## Records for processing

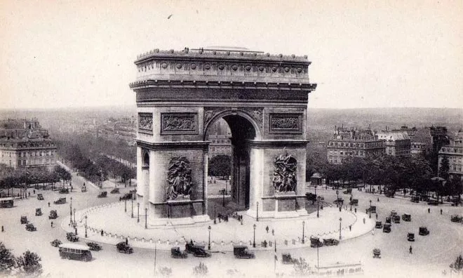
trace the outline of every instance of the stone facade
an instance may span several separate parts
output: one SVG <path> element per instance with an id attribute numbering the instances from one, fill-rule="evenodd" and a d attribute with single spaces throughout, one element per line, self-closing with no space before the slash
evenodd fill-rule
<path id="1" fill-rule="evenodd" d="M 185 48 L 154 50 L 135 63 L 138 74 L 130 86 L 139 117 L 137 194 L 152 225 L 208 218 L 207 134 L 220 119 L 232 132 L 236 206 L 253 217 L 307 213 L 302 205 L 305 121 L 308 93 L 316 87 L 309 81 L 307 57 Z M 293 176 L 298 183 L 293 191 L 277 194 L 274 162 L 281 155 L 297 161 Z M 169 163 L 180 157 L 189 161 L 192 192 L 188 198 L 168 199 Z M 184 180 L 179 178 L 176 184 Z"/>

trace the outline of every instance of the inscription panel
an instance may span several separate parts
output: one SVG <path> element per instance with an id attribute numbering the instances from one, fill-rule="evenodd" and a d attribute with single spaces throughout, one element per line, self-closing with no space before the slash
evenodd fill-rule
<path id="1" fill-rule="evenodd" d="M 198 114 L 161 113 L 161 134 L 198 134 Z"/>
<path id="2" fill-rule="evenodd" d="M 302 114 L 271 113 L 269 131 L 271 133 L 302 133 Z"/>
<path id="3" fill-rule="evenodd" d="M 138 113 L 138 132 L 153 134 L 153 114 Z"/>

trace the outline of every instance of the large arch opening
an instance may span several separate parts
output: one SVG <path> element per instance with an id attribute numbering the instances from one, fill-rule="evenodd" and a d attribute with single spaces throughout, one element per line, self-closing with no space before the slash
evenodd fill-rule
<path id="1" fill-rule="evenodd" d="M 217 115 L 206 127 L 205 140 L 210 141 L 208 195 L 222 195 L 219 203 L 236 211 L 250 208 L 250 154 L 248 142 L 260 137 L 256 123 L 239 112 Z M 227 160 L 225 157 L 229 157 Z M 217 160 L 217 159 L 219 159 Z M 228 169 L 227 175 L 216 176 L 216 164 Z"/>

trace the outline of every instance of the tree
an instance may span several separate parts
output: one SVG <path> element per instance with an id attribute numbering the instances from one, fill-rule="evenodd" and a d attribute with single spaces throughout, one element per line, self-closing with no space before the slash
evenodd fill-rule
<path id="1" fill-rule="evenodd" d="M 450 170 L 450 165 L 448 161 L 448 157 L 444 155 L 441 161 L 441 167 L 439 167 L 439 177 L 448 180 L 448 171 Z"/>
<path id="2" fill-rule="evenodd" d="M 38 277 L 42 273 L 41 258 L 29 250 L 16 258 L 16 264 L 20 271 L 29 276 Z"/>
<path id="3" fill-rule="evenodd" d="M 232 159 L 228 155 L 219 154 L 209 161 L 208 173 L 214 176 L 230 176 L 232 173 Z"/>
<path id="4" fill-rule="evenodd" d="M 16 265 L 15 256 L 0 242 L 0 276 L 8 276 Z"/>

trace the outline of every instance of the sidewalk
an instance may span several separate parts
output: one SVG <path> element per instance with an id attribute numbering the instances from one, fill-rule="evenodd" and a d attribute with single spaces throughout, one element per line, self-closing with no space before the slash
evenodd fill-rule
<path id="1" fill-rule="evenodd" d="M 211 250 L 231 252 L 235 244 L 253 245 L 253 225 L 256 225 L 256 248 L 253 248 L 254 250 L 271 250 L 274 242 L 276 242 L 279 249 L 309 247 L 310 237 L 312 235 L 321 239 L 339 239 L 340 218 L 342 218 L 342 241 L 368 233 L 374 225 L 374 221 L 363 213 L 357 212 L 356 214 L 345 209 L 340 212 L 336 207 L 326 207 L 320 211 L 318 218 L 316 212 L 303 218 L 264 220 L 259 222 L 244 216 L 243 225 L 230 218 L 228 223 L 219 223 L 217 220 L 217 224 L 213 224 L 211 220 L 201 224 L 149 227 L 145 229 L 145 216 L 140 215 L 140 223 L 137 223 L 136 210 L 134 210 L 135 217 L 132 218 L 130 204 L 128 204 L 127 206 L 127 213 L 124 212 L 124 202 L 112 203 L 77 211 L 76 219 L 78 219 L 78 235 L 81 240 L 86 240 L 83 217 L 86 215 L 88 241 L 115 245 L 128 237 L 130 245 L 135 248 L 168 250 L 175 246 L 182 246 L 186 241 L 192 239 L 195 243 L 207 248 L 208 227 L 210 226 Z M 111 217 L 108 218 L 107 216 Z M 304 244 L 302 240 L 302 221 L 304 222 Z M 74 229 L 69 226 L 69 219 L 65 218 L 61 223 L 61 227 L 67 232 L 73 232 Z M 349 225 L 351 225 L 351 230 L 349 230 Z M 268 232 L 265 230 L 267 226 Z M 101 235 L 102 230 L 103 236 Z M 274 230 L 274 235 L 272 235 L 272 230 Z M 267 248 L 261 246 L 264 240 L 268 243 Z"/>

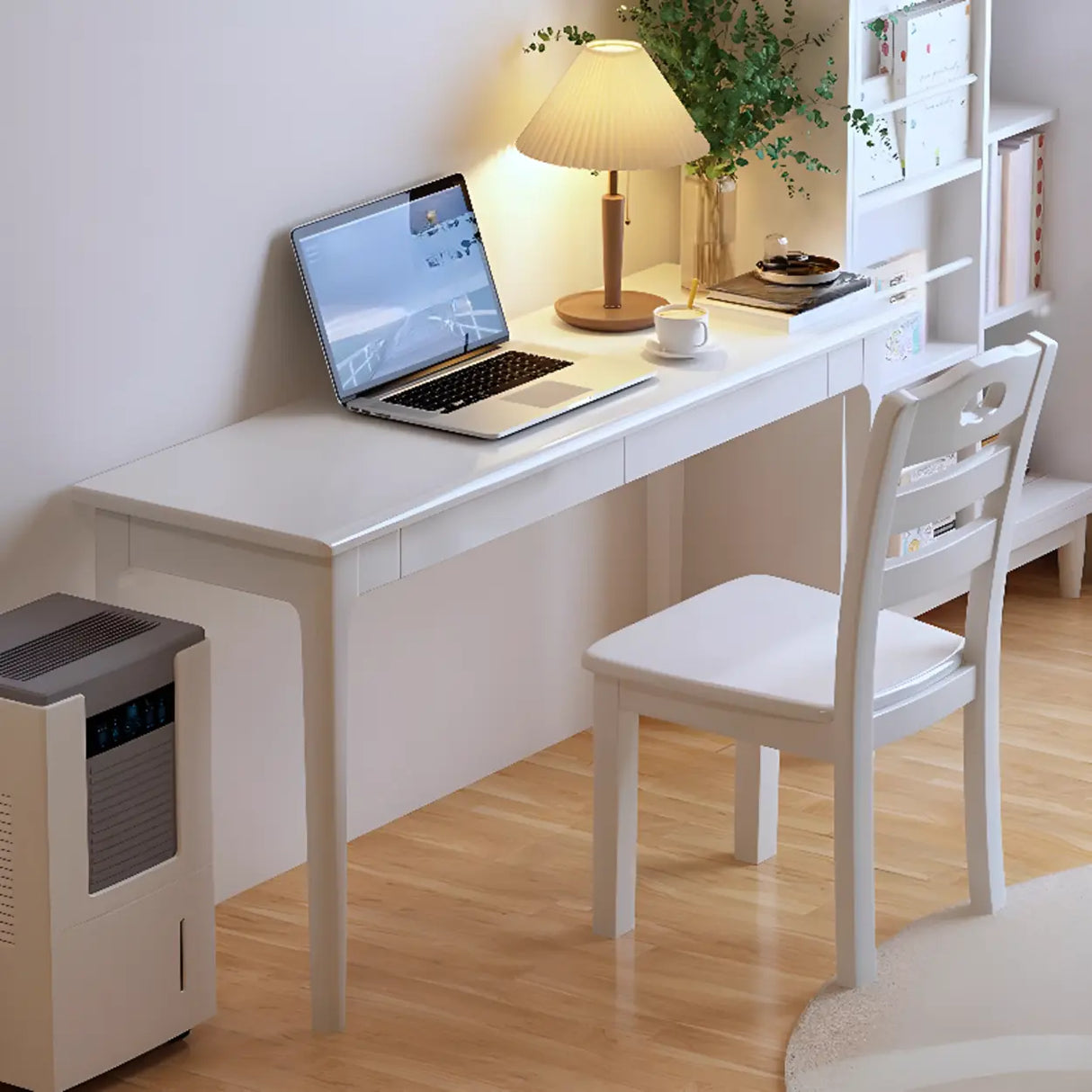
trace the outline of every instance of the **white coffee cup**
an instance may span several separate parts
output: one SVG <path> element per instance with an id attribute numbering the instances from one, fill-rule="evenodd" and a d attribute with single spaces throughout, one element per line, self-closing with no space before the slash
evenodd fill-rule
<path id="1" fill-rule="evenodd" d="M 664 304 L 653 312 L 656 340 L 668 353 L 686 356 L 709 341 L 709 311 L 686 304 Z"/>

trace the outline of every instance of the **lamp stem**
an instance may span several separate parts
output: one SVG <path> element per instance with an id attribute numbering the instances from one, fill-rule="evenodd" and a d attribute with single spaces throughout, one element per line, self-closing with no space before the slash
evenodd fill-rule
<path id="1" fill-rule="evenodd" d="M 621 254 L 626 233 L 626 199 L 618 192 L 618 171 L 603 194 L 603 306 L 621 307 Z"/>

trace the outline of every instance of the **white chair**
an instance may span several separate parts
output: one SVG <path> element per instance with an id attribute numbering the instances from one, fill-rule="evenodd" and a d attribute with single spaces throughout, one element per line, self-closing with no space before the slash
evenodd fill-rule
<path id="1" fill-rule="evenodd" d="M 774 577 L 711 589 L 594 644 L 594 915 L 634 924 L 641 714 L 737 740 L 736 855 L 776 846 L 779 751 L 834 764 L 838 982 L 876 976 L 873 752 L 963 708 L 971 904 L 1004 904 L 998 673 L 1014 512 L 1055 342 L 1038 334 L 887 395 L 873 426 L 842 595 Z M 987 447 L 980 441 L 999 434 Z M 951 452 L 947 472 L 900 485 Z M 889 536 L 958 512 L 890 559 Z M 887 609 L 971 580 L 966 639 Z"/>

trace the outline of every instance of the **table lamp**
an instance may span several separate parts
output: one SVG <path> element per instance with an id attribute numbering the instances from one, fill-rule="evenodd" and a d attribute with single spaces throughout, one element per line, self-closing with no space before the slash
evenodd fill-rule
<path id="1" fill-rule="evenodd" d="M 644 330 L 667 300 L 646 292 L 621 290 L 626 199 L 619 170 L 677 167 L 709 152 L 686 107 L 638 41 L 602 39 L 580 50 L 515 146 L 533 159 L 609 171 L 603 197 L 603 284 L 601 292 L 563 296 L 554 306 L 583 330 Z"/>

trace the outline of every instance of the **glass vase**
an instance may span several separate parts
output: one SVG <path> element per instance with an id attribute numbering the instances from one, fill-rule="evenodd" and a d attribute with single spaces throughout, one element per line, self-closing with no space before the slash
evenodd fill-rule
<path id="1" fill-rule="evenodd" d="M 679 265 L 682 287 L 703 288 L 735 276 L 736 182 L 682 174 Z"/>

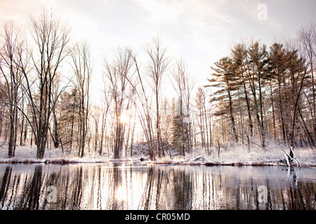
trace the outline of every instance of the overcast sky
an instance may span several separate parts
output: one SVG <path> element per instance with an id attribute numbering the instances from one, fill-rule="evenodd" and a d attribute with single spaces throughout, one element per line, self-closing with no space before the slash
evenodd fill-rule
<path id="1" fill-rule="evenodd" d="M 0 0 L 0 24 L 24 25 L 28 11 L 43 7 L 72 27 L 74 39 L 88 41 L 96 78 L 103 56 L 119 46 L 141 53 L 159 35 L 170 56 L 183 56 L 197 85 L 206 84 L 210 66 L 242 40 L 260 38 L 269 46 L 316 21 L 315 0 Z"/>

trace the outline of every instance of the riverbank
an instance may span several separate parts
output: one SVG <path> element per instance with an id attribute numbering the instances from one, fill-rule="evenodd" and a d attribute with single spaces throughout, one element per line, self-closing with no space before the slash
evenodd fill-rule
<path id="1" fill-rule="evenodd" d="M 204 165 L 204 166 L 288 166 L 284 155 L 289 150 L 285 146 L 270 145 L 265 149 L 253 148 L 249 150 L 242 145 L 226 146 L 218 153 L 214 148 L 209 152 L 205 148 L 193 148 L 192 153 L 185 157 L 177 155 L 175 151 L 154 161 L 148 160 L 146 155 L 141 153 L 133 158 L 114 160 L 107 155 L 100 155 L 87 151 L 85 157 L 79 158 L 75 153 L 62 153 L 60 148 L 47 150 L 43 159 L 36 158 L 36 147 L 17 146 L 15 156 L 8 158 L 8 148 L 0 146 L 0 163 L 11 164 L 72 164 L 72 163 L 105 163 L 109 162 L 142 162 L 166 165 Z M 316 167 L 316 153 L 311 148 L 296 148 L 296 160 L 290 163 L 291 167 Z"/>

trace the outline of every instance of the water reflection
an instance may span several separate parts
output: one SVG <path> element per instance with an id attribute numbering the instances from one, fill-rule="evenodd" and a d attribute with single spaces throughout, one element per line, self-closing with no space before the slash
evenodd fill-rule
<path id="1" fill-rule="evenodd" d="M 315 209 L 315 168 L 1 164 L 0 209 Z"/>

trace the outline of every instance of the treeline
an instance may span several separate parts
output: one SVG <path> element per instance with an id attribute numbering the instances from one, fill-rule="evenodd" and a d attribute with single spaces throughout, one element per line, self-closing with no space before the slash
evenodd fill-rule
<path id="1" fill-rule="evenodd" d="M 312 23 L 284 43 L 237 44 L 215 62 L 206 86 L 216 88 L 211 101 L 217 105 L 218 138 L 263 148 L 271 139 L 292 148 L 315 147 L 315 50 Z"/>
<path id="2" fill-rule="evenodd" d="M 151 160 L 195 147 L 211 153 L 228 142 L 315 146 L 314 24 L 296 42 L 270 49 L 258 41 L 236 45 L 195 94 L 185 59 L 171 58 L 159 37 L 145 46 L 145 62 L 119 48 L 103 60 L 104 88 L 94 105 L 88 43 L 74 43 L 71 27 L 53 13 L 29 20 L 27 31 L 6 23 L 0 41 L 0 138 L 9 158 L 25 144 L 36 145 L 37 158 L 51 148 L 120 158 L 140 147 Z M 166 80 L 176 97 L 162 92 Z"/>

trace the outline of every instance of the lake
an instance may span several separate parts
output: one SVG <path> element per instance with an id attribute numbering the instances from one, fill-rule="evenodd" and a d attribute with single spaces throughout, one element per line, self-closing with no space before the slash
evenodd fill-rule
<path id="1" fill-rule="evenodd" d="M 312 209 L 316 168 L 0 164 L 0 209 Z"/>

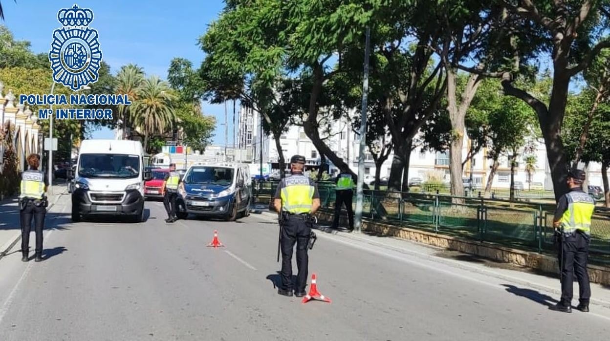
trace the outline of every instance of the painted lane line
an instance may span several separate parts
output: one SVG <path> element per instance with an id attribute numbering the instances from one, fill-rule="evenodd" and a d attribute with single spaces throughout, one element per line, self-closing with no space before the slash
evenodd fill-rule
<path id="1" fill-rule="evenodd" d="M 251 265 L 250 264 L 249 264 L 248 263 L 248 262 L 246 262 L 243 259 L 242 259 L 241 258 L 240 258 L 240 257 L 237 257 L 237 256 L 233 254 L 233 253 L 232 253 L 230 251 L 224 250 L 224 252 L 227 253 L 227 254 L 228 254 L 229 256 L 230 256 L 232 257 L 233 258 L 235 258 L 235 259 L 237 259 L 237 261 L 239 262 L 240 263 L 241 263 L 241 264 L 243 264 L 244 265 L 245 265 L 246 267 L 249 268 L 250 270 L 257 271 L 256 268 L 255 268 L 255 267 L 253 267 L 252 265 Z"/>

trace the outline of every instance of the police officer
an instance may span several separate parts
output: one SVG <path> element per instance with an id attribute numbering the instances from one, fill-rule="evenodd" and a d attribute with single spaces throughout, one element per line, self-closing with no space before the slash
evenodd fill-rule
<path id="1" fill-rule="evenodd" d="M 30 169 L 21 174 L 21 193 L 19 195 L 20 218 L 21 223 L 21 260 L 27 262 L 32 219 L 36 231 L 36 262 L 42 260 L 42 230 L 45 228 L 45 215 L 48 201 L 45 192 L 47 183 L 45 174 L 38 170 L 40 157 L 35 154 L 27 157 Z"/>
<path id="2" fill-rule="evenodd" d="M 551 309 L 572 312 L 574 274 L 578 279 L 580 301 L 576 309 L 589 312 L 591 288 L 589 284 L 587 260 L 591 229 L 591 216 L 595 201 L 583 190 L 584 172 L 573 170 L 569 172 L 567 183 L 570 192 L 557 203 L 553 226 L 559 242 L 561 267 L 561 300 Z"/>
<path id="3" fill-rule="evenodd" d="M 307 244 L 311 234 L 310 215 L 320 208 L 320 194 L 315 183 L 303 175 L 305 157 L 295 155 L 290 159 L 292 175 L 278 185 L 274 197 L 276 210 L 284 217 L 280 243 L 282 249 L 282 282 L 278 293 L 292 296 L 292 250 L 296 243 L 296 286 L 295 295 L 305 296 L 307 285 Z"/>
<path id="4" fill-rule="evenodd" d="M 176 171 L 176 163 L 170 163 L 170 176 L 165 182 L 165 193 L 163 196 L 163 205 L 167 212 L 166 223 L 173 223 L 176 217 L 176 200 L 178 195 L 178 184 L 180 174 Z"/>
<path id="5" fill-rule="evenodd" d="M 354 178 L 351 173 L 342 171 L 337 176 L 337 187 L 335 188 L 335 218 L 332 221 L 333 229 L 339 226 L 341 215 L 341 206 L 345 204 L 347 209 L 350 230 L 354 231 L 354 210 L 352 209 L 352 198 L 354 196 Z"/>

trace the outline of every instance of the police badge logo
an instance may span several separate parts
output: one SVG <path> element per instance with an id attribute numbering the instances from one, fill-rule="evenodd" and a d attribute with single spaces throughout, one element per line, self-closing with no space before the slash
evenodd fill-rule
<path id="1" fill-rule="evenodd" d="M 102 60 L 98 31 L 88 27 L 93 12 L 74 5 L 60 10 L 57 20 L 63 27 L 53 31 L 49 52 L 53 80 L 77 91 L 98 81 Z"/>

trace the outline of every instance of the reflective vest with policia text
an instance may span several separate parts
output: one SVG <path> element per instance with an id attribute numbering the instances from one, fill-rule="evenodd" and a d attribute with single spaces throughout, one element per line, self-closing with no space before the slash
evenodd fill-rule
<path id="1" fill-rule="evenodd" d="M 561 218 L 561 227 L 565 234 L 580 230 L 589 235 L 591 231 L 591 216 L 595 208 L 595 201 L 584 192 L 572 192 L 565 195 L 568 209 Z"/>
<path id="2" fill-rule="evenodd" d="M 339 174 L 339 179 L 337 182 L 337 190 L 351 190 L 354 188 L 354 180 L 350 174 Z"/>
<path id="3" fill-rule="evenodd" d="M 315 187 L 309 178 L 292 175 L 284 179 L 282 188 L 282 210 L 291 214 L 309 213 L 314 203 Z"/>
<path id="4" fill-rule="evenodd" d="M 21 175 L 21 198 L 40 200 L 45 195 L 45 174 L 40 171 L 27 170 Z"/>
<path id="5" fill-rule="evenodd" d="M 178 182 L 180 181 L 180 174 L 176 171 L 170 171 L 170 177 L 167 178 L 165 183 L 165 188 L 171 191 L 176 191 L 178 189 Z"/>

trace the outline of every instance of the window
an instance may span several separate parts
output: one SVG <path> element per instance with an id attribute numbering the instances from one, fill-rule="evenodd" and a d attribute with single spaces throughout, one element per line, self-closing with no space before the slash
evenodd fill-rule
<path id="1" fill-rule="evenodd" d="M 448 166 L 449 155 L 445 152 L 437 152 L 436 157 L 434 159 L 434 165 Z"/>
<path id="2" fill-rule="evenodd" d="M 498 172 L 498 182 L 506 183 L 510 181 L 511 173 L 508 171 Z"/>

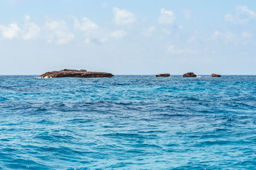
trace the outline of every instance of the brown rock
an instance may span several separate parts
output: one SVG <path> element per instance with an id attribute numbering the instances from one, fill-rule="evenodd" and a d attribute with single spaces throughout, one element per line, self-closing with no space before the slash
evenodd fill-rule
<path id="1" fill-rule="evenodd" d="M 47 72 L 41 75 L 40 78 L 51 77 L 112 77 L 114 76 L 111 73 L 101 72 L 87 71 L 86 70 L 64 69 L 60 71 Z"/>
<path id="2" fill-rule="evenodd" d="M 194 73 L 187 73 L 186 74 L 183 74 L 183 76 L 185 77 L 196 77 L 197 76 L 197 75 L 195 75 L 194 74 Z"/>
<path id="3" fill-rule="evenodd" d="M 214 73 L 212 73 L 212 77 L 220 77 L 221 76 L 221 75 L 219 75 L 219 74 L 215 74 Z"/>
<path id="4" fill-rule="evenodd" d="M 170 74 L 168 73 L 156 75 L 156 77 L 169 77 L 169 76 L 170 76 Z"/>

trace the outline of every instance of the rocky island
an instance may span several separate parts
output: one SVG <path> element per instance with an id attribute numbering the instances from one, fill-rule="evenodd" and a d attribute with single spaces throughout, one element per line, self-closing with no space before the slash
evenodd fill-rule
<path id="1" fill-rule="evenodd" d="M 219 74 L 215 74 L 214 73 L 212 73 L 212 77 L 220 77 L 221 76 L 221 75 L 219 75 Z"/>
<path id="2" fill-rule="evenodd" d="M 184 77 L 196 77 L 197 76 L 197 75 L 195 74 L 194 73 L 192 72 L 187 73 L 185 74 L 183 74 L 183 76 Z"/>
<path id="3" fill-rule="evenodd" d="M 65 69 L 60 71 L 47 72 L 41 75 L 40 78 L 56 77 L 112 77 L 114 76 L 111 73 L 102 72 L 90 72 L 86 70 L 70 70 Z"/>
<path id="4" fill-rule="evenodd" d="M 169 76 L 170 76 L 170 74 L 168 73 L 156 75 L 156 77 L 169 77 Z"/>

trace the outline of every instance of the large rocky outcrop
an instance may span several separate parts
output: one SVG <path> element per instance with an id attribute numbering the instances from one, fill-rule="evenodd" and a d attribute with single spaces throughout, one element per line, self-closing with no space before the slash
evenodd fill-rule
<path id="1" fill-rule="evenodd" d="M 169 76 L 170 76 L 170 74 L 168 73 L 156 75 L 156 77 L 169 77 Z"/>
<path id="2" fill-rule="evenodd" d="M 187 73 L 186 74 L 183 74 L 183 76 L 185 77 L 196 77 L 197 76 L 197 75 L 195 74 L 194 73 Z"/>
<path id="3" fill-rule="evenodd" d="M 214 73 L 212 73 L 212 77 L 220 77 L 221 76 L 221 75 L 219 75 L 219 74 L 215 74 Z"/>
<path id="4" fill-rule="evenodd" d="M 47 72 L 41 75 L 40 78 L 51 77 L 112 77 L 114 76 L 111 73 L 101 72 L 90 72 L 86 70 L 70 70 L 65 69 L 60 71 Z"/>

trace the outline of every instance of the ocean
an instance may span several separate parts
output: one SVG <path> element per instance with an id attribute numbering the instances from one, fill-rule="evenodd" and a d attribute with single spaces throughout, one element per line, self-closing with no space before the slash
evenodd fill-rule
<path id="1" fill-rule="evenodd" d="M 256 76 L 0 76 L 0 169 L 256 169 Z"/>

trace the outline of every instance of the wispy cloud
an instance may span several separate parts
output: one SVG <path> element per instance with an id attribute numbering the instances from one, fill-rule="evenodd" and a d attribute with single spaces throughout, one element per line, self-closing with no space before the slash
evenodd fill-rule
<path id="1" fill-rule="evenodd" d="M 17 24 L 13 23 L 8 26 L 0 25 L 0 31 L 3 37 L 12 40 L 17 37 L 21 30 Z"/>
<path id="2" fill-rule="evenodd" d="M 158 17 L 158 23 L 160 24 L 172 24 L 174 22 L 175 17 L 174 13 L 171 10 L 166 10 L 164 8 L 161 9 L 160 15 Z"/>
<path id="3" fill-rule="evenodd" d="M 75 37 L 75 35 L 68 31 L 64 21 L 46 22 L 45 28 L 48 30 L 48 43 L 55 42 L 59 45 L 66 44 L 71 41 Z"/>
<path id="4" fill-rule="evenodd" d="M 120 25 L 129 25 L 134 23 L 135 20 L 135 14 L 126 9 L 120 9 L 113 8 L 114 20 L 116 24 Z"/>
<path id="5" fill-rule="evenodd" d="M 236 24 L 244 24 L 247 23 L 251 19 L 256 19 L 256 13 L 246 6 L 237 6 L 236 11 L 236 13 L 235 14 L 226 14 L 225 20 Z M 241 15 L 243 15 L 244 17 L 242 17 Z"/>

## Short task
Copy out the stretch of the items above from the line containing "trace the outline of every instance of the police badge" through the line containing "102 60 L 98", both ends included, with every character unchanged.

## Task response
trace the outline of every instance of the police badge logo
an instance may span several separate parts
output: one SVG <path> element per instance with an id attribute numbering the instances from one, fill-rule="evenodd" and a d attribute with single spaces throughout, one element per line, self-closing with no space before the slash
evenodd fill-rule
<path id="1" fill-rule="evenodd" d="M 102 60 L 98 31 L 88 27 L 93 12 L 74 5 L 60 10 L 57 20 L 63 27 L 53 31 L 49 52 L 53 80 L 77 91 L 98 81 Z"/>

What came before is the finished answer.